» **Задание A**:
Перепишите без изменений все строки записей, которые идут ниже после отрывка о Лютере. Изображения в ответ не включайте.

» **Исходный отрывок**:

#####

Отзыв Джироламо Гинуччи, прибывший в Виттенберг в августе 1518 года, приводит Лютера в возмущение. Он убежден, что это не решение папы и церкви, а лишь предвзятое мнение доминиканского капитула, которое силою протекции удалось протолкнуть на высокую подпись.
В течение двух дней Лютер составляет возражение на «Диалог», все еще наивно принимая должное и желаемое за действительное. Лютер возмущается людьми курии, но не курией как высшей церковной инстанцией. Корень зла он усматривает в наветах враждебного монашеского ордена. Поскольку папский двор подвержен им, Лютер считает за лучшее, если его дело будет рассматриваться в другом месте. От права «богословского доктората» (привилегии на диспут) он пока не отказывается, но рядом с ним формулирует новое юридическое притязание. В письме на имя папы виттенбергский профессор просит, чтобы он был выслушан незаинтересованным судом, заседающим на территории его страны. Требование это отыскивается Лютером на ощупь: оно подсказано отчасти примером Иоганна Рейхлина, который первым прибег к этому приему в борьбе с доминиканцами, отчасти уже известной нам неприязнью Лютера к итальянским порядкам и нравам.
Штаупитц одобрил ответ Лютера; оба еще надеялись на лучшее. Они не знали, что уже в тот момент, когда опровержение и письмо Лютера отсылались из Виттенберга, его ситуация как подследственного до крайности осложнилась.
* * *
Одним из важнейших дисциплинарных инструментов церковной власти в период позднего средневековья было отлучение. Первоначально оно применялось главным образом против ереси, богохульства или явного неповиновения, но с середины XV века стало использоваться и в системе церковной эксплуатации мирянина. Отлучались те, кто не платил десятины или других церковных поборов; отлучались сперва на время, затем пожизненно и, наконец, вместе со всею семьей. Отлучение было подобно остракизму: человек, который ему подвергся, отрешался от всех церковных таинств (то есть не мог венчаться, крестить детей, быть отпетым); он не принимался в ремесленные цехи, не имел права заниматься торговлей, изгонялся из «честного общества», а когда умирал, закапывался в землю без обряда, подобно лошади или собаке.

#####

Записи из источника данных:
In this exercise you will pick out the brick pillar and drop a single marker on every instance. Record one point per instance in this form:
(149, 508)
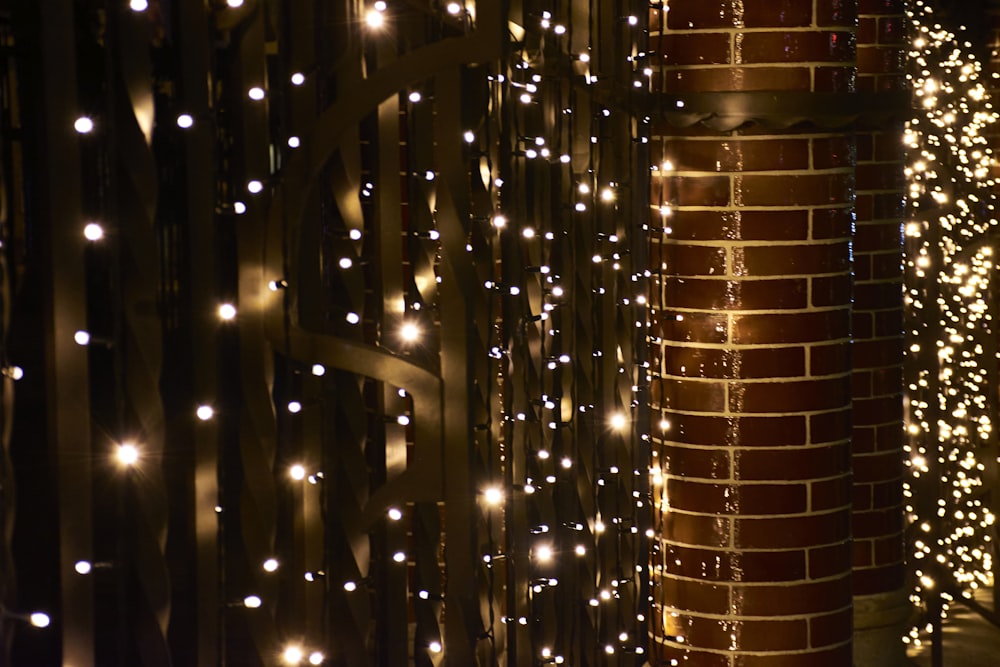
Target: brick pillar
(881, 607)
(751, 304)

#####

» **Задание B**:
Выпишите дословно из отрывка о Лютере фрагмент между словами «В течение двух» и «порядкам и нравам.» включительно.

» **Решение задания A**:
In this exercise you will pick out the brick pillar and drop a single marker on every instance. Record one point per instance in this form:
(149, 508)
Target: brick pillar
(881, 607)
(751, 304)

» **Решение задания B**:
В течение двух дней Лютер составляет возражение на «Диалог», все еще наивно принимая должное и желаемое за действительное. Лютер возмущается людьми курии, но не курией как высшей церковной инстанцией. Корень зла он усматривает в наветах враждебного монашеского ордена. Поскольку папский двор подвержен им, Лютер считает за лучшее, если его дело будет рассматриваться в другом месте. От права «богословского доктората» (привилегии на диспут) он пока не отказывается, но рядом с ним формулирует новое юридическое притязание. В письме на имя папы виттенбергский профессор просит, чтобы он был выслушан незаинтересованным судом, заседающим на территории его страны. Требование это отыскивается Лютером на ощупь: оно подсказано отчасти примером Иоганна Рейхлина, который первым прибег к этому приему в борьбе с доминиканцами, отчасти уже известной нам неприязнью Лютера к итальянским порядкам и нравам.